## Verilen Metin

2- Câhilî yaşayış biçimi, câhiliyye taassup ve barbarlığı: “O zaman inkâr edenler, kalplerine taassubu, câhiliyyet taassubunu yerleştirmişlerdi...” 1409 Dolayısıyla câhiliyyenin kendisine has, İslâm dışı bir hayat tarzı, dünya görüşü söz konusudur.
3- Câhiliyye ahlâk anlayışı/ahlâksızlığı: “(Ey peygamber hanımları!) Evlerinizde vakarınızla oturun, ilk câhiliyye (devri kadınları)nın açılıp saçılarak, ziynetlerini göstererek yürüyüşü gibi yürümeyin.”1410 İslâm ahlâkıyla bağdaşmayan modern bazı tavır ve kıyafet/ kıyafetsizliğin eski câhiliyyenin devamı olduğu anlaşılmaktadır.
4- Câhiliyyenin hüküm, yönetim anlayışı: “Yoksa onlar câhiliyye idaresini mi istiyorlar? İyi anlayan bir topluma göre, hükmü/hükümranlığı Allah’tan daha güzel kim vardır?” 1411 Demek ki, Allah’ın hükmüne dayanmayan câhiliyye yönetimi, İslâm öncesi cahilî yönetimin hatırlatılmasından başka bir şey değildir. 1412
Câhiliyye devri Arapları Allah’ı hakkıyla bilemedikleri, O’na şeksiz ve şirksiz iman etmedikleri, gerek ferdî, gerekse içtimaî hayat itibariyle bilgiden, nizamdan, sulh ve sükûndan uzak oldukları, güçlü ve asil sayılanları daima haklı kabul ettikleri ve adâletten yoksun bir hayat yaşadıkları için bu döneme câhiliyye denilmiştir. Eski Arap şiirinde, cehlin “şiddet, saldırganlık ve barbarlık” anlamında kullanıldığını, hatta yerine göre bunun bir fazilet sayıldığını gösteren pek çok örnek vardır. Meselâ meşhur câhiliyye şairi Amr b. Külsum’un, “Hele biri kalkıp da bize karşı cahillik etmeye görsün, o zaman biz câhillikte bütün câhillerden baskın çıkarız” anlamındaki beyti bu örneklerin en çarpıcısıdır. 1413
Câhiliyye düzeninde geçerli olan ahlâk anlayışı, vahyin kokusunu taşımayan bir ahlâk anlayışıdır. Bu câhiliyye ahlâkını tanıyabilmek için İslâm gelmeden önce Arabistan’da yaşanmış olan ahlâk anlayışına bir göz atmak gerekir.

## Veriler
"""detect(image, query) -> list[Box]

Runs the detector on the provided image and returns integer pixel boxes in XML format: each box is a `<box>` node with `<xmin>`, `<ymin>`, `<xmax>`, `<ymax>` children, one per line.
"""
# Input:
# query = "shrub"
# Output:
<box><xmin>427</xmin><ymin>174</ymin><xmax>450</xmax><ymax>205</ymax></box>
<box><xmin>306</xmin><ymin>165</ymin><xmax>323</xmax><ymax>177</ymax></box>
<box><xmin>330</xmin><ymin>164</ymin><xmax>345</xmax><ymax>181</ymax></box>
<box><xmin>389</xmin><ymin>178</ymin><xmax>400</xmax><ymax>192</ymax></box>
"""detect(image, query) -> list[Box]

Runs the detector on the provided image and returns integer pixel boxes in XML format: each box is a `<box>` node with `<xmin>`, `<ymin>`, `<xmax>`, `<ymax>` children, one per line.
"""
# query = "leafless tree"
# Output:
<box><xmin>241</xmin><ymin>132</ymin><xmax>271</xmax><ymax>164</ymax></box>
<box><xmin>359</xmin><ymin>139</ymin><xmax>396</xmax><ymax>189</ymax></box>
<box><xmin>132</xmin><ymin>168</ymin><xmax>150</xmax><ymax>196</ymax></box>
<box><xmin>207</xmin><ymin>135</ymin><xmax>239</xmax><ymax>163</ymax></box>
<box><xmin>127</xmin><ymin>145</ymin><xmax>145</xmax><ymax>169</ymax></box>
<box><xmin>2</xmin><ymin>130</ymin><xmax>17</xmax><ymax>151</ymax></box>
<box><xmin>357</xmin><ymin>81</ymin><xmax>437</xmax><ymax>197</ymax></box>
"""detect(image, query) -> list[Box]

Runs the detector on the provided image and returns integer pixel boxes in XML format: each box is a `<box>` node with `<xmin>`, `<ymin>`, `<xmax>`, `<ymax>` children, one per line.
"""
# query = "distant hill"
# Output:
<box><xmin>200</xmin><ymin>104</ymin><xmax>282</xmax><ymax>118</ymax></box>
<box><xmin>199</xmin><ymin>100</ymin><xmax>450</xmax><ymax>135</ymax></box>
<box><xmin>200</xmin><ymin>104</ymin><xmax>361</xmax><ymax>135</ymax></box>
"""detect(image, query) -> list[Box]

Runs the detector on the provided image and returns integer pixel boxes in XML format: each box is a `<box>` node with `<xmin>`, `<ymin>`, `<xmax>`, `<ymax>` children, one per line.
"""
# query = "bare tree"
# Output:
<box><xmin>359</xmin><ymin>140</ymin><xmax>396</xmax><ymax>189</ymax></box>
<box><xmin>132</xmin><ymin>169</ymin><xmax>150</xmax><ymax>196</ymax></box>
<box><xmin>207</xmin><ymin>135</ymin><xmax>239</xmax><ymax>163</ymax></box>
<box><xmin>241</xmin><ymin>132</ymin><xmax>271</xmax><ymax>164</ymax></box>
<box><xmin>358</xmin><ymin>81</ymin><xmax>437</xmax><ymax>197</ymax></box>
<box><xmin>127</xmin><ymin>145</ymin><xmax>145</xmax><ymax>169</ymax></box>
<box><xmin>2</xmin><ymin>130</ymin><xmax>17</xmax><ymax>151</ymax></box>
* * *
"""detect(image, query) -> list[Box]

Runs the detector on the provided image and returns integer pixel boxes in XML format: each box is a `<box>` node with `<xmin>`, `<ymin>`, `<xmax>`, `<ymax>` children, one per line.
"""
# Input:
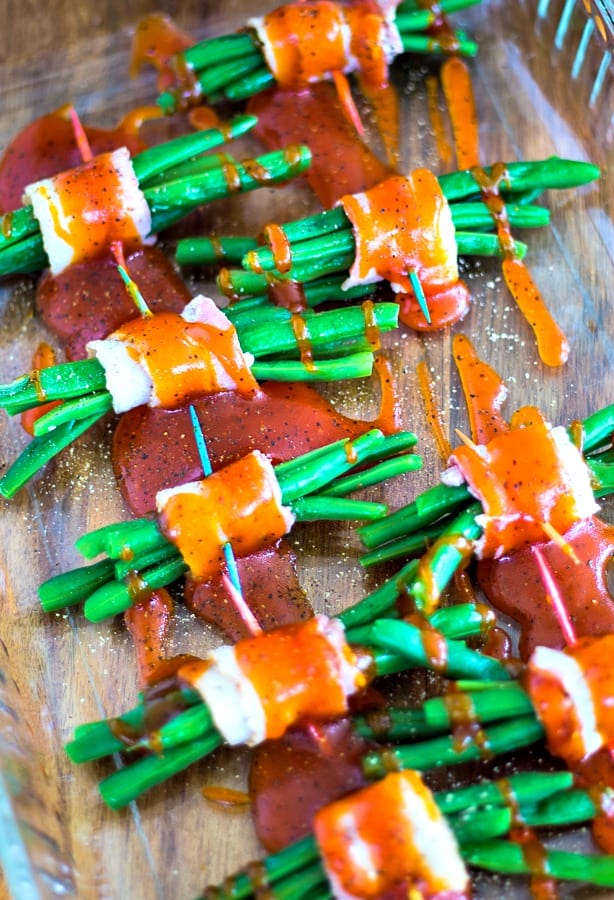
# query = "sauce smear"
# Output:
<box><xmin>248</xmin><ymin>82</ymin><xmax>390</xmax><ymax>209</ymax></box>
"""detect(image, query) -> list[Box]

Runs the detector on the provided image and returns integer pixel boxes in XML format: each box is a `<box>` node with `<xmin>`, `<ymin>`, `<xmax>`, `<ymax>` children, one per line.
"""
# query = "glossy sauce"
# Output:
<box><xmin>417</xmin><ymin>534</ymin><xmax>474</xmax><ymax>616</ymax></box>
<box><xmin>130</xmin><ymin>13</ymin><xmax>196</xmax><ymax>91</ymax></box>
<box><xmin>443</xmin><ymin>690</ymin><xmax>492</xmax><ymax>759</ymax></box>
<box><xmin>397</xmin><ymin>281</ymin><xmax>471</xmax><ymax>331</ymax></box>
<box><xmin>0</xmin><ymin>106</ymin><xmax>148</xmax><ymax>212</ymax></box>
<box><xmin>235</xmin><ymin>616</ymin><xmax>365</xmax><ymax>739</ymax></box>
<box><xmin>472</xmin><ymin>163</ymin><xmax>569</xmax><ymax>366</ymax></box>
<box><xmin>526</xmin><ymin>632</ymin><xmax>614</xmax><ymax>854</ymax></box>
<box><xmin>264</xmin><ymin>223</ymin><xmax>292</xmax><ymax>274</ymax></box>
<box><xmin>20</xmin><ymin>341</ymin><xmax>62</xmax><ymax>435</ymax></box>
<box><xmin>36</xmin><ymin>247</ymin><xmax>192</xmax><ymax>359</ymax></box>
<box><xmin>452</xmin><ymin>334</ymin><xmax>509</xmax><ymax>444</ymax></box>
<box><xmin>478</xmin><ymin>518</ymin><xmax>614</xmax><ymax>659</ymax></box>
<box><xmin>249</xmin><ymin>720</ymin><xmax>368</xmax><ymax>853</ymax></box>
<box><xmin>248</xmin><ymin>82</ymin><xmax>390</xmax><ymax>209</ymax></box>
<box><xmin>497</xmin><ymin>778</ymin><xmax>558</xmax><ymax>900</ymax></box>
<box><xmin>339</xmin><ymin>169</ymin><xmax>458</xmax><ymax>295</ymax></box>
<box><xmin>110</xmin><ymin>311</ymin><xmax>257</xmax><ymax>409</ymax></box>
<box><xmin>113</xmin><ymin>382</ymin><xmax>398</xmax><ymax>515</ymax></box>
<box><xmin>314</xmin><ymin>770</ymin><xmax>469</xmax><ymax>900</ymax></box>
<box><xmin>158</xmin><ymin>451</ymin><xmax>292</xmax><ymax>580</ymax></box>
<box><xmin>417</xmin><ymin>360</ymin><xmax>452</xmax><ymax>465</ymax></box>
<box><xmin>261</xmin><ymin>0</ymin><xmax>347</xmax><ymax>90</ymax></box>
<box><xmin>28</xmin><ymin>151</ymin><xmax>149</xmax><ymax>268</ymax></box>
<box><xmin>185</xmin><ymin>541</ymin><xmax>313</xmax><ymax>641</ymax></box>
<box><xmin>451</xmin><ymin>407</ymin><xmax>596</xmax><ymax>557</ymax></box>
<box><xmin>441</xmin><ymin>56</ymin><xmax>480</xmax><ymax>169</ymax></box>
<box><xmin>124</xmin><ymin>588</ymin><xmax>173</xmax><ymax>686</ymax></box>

## Alıştırma Bölümleri
1 - Câhiliyye hakkındaki metne göre aşağıdaki soruları cevaplayın.
(a) Dördüncü maddede câhiliyyenin hangi anlayışı ele alınmaktadır?
(b) Metinde adı geçen meşhur câhiliyye şairi kimdir?
(c) Câhiliyye ahlâkını tanıyabilmek için neye göz atmak gerekir?
2 - Kayıtlarda "sauce" kelimesinin geçtiği bütün satırları sıralayın.
Kayıtların metinle hiçbir ilgisi yoktur.

## Cevap Listesi
1 -
(a) Câhiliyyenin hüküm, yönetim anlayışı.
(b) Amr b. Külsum.
(c) İslâm gelmeden önce Arabistan'da yaşanmış olan ahlâk anlayışına.

2 -
# query = "sauce smear"
# query = "glossy sauce"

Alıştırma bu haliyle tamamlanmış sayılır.